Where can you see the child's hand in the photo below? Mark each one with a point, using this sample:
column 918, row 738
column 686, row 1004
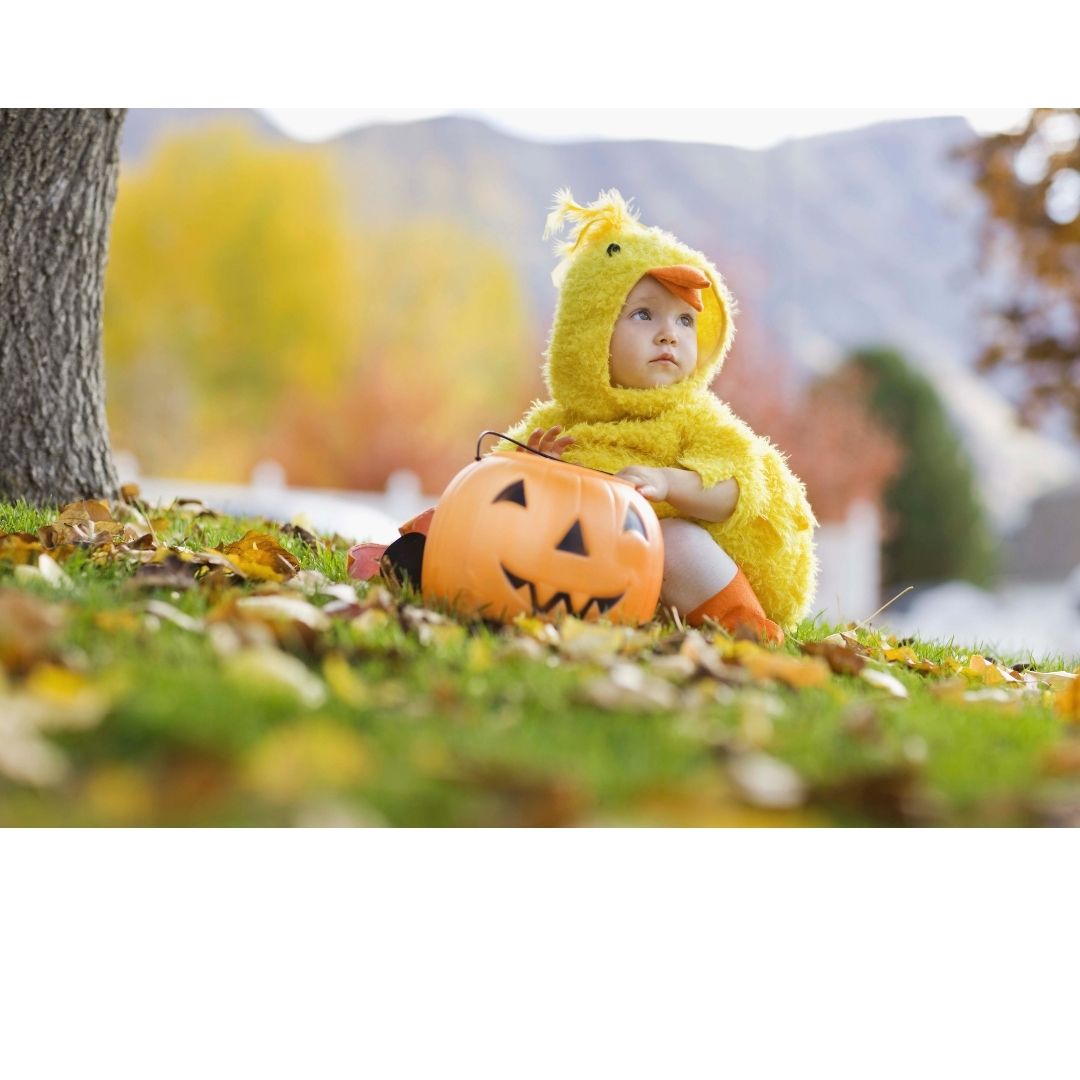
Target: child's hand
column 652, row 483
column 548, row 442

+===+

Required work: Return the listing verbatim, pictures omitted.

Output of the exercise:
Where can you see the child's hand in the photo below? Mark each one with a point, using this sample:
column 918, row 738
column 686, row 1004
Target: child's hand
column 652, row 483
column 548, row 442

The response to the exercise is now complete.